■ **WORK INSTRUCTIONS**
Return exactly the span of lines that opens with the line containing "rough mask: <svg" and closes with the last line of the data, inclusive.

■ **EXERCISE MATERIAL**
- - -
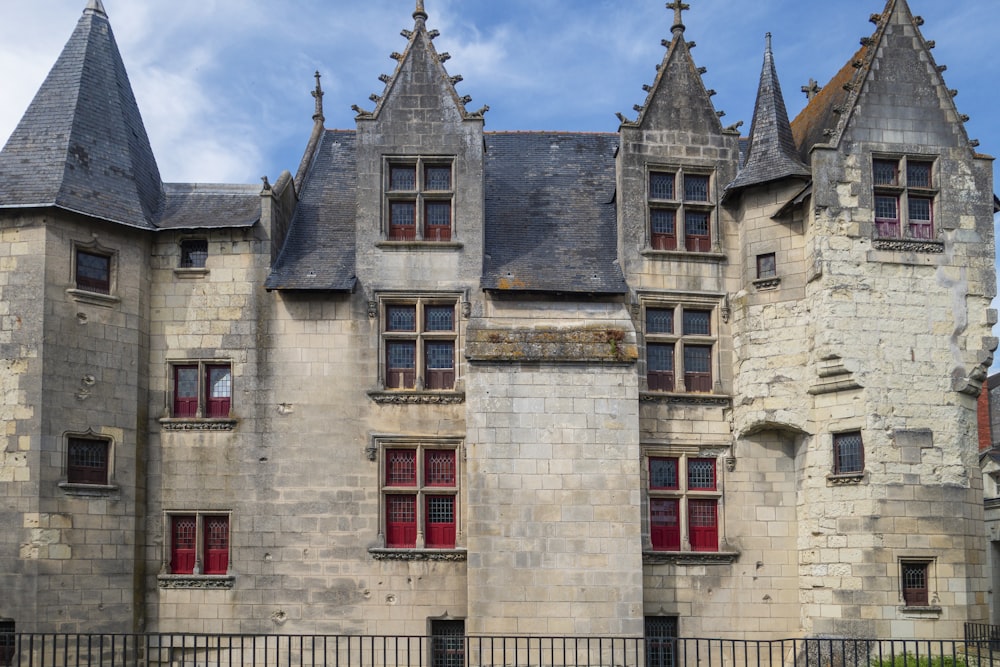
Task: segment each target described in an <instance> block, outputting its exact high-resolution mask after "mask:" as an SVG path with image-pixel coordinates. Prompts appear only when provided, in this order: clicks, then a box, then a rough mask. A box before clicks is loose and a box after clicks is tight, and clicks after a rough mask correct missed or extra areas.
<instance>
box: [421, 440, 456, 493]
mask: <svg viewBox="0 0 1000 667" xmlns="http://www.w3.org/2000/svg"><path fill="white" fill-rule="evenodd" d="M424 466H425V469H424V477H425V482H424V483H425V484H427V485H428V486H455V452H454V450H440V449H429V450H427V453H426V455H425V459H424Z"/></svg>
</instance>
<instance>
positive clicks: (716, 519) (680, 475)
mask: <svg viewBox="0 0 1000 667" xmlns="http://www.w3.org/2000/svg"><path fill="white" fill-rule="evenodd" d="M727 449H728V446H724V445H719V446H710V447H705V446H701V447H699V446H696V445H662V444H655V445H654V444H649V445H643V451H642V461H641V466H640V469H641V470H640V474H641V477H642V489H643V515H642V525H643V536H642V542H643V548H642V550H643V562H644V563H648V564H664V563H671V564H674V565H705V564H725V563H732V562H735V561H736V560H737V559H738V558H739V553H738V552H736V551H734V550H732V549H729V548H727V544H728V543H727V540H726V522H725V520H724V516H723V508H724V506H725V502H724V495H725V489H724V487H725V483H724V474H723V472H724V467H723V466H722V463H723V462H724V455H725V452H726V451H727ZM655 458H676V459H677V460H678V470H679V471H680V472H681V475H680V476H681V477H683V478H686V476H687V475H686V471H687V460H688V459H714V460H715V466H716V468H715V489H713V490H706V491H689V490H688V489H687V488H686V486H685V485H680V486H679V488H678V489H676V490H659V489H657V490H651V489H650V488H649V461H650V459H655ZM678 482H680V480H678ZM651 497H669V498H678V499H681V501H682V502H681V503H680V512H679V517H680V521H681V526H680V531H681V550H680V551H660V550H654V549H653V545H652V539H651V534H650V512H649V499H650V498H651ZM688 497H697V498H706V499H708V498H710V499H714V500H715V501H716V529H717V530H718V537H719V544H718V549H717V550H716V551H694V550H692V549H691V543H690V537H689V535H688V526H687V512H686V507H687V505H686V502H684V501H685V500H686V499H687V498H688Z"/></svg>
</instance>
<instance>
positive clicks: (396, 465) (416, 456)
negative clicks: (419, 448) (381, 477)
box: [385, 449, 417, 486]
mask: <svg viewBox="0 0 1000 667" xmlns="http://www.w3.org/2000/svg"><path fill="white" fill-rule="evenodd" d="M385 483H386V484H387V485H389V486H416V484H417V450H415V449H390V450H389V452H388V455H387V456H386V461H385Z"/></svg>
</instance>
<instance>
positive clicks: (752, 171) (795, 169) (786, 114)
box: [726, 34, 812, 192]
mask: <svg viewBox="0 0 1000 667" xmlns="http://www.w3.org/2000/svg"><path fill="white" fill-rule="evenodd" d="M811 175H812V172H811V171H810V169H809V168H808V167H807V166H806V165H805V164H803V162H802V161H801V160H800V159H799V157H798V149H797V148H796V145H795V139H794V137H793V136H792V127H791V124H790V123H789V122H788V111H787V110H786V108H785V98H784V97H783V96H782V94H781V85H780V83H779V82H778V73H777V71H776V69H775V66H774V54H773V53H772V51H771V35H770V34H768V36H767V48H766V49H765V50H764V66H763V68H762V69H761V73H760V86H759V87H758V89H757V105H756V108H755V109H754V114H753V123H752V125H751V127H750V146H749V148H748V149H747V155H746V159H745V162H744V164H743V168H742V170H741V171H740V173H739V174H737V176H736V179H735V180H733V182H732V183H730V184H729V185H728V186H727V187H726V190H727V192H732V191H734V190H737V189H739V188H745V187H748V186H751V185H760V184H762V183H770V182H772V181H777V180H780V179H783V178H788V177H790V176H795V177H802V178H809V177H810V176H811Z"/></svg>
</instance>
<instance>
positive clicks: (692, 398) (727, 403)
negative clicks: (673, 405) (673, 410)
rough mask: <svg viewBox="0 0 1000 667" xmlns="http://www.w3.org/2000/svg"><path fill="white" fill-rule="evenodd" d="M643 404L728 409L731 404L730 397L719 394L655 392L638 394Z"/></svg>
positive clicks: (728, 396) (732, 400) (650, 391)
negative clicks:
- - -
■ **RESPONSE**
rough mask: <svg viewBox="0 0 1000 667" xmlns="http://www.w3.org/2000/svg"><path fill="white" fill-rule="evenodd" d="M643 404L728 409L731 404L730 397L719 394L655 392L638 394Z"/></svg>
positive clicks: (728, 396) (732, 400) (650, 391)
negative clicks:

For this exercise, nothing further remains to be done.